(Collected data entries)
-- Begin --

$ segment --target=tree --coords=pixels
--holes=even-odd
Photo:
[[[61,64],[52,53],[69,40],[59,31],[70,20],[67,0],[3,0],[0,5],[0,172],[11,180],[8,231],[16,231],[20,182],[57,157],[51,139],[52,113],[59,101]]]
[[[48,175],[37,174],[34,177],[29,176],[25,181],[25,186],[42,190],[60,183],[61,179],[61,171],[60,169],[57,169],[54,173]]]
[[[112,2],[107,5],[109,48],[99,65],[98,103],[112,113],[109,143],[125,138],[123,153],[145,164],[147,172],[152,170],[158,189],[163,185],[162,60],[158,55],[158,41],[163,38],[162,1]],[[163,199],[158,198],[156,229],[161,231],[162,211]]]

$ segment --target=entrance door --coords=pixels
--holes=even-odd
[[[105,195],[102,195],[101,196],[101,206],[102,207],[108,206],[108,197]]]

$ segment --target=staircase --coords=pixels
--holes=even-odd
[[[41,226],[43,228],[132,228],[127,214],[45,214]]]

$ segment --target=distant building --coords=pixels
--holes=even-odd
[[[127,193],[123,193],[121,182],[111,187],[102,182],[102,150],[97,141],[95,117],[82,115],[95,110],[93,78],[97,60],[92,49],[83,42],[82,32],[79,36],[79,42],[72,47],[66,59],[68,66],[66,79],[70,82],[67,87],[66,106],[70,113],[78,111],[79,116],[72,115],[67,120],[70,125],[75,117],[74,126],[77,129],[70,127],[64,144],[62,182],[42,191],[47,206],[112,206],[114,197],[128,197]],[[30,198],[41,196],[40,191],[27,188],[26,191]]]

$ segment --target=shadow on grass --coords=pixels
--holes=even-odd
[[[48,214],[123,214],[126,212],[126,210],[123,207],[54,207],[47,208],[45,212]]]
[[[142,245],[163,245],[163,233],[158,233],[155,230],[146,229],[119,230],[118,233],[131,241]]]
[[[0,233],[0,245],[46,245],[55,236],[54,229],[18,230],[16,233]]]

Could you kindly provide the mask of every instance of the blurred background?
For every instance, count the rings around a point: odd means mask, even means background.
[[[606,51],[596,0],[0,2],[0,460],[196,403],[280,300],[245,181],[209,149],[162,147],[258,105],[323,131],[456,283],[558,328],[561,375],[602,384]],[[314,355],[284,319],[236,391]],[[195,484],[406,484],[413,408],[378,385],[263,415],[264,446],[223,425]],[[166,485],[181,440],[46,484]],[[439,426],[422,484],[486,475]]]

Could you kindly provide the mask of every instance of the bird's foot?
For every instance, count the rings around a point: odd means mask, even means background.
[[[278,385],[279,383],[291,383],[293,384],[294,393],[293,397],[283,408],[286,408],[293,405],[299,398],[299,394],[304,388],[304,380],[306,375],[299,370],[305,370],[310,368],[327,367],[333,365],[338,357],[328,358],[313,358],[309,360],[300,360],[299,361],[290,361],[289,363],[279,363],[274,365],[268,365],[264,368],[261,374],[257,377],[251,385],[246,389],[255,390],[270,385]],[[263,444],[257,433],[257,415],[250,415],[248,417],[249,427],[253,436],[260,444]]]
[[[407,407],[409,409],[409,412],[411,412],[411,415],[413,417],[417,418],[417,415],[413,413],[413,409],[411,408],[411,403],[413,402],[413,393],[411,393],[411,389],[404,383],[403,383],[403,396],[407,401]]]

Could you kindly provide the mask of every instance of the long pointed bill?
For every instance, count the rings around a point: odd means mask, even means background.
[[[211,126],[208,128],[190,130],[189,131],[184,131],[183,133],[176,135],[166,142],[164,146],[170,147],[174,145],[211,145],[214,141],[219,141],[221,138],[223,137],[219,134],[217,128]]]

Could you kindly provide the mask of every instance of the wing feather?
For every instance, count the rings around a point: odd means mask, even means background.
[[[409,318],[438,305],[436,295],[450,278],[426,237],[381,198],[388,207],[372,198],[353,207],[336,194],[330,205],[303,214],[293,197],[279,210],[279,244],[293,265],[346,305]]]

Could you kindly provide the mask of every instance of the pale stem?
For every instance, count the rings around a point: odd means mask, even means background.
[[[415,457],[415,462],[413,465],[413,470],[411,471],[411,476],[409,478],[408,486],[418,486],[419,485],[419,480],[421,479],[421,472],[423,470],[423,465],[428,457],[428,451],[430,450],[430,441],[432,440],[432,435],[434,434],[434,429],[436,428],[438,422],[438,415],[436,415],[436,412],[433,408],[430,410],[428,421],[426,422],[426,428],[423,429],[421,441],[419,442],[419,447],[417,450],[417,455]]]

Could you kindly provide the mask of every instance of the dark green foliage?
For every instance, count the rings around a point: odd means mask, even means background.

-- End --

> _Instructions for the task_
Lay out every line of the listing above as a Markdown table with the columns Row and Line, where Row holds the row number and Line holds the line. Leave out the blank lines.

> _Task solution_
| Row | Line |
|---|---|
| 1 | $ segment --target=tree --coords=pixels |
| 2 | --holes=even-odd |
| 3 | Photo: |
| 4 | [[[61,64],[52,53],[69,40],[59,31],[70,20],[67,0],[3,0],[0,5],[0,172],[11,180],[8,231],[16,231],[20,182],[57,157],[51,139],[52,113],[59,101]]] |
| 5 | [[[48,175],[37,174],[34,177],[29,176],[25,181],[25,186],[42,190],[60,183],[61,179],[61,171],[60,169],[57,169],[54,173]]] |
| 6 | [[[112,2],[107,5],[109,48],[99,65],[98,103],[112,113],[109,143],[125,138],[123,153],[145,164],[147,172],[152,170],[158,189],[163,185],[162,60],[158,55],[158,41],[163,38],[162,1]],[[163,199],[158,198],[156,229],[161,231],[162,211]]] |
| 7 | $ segment --target=entrance door --coords=pixels |
| 8 | --holes=even-odd |
| 9 | [[[105,195],[102,195],[101,196],[101,206],[102,207],[108,206],[108,197]]] |
| 10 | $ segment --target=staircase --coords=pixels |
| 11 | --holes=even-odd |
| 12 | [[[41,226],[43,228],[132,228],[127,214],[45,214]]] |
| 13 | $ segment --target=distant building --coords=pixels |
| 14 | --holes=even-odd |
| 15 | [[[127,193],[123,193],[121,182],[111,187],[102,182],[102,150],[97,141],[95,117],[82,115],[95,110],[93,78],[97,60],[92,49],[83,42],[82,32],[79,36],[79,42],[72,47],[66,59],[68,66],[66,79],[70,82],[67,87],[66,106],[70,113],[78,111],[79,116],[72,115],[67,120],[70,125],[75,117],[74,126],[77,129],[70,127],[64,144],[62,182],[42,191],[47,206],[112,206],[114,197],[128,197]],[[30,198],[41,196],[40,191],[27,188],[26,191]]] |
| 16 | $ segment --target=shadow on grass --coords=pixels |
| 17 | --holes=even-odd |
| 18 | [[[48,214],[123,214],[126,212],[126,210],[123,207],[54,207],[47,208],[45,212]]] |
| 19 | [[[142,245],[163,245],[163,233],[158,233],[155,230],[146,229],[119,230],[118,233],[131,241]]] |
| 20 | [[[0,233],[0,245],[46,245],[55,236],[54,229],[18,230],[16,233]]] |
| 21 | Could you kindly provide the mask of every instance of the blurred background? |
| 22 | For every instance, count the rings around a point: odd means mask, even means background. |
| 23 | [[[606,51],[596,0],[0,2],[0,460],[196,403],[280,300],[245,181],[209,149],[162,147],[258,105],[323,131],[456,283],[558,328],[561,375],[602,384]],[[314,355],[284,319],[236,391]],[[195,484],[406,484],[413,408],[378,385],[263,415],[264,446],[223,425]],[[166,485],[181,440],[46,484]],[[439,426],[422,484],[486,475]]] |
| 24 | Could you kindly provide the mask of every instance of the bird's foot? |
| 25 | For every instance, count the rings around a point: odd means mask, even means background. |
| 26 | [[[278,385],[279,383],[291,383],[293,384],[294,393],[293,397],[283,408],[286,408],[293,405],[299,398],[299,394],[304,388],[304,380],[306,375],[299,370],[305,370],[310,368],[327,367],[333,365],[338,357],[328,358],[313,358],[309,360],[300,360],[299,361],[290,361],[289,363],[279,363],[274,365],[268,365],[264,368],[261,374],[257,377],[251,385],[246,389],[255,390],[270,385]],[[263,444],[257,433],[257,415],[250,415],[248,417],[249,427],[253,436],[260,444]]] |
| 27 | [[[407,407],[409,409],[409,412],[411,412],[411,415],[413,417],[417,418],[417,415],[413,413],[413,409],[411,408],[411,403],[413,402],[413,393],[411,393],[411,389],[404,383],[403,383],[403,396],[407,401]]] |
| 28 | Could you kindly provide the mask of every instance of the long pointed bill? |
| 29 | For every instance, count the rings around a point: odd means mask, even means background. |
| 30 | [[[211,126],[208,128],[190,130],[189,131],[184,131],[183,133],[176,135],[166,142],[164,146],[170,147],[174,145],[211,145],[214,141],[219,141],[221,138],[223,137],[219,134],[217,128]]] |
| 31 | Could you kindly provide the mask of every instance of the wing feather? |
| 32 | For every instance, count the rings around a point: odd means mask, even means background. |
| 33 | [[[409,318],[438,305],[436,295],[450,278],[426,237],[381,198],[388,207],[372,198],[353,207],[336,194],[330,205],[303,214],[293,197],[279,210],[279,244],[293,265],[346,305]]] |
| 34 | Could you kindly provide the mask of every instance of the pale stem? |
| 35 | For every instance, count the rings around a point: odd means mask, even means background. |
| 36 | [[[415,457],[415,462],[413,465],[413,470],[411,471],[411,476],[409,478],[408,486],[418,486],[419,485],[419,480],[421,479],[421,472],[423,470],[423,465],[428,457],[428,451],[430,450],[430,441],[432,440],[432,435],[434,434],[434,429],[436,428],[438,422],[438,415],[436,415],[436,412],[433,408],[430,410],[428,421],[426,422],[426,428],[423,429],[421,441],[419,442],[419,447],[417,450],[417,455]]] |
| 37 | Could you kindly provide the mask of every instance of the dark green foliage? |
| 38 | For every instance, count the rings around a point: odd means mask, even means background. |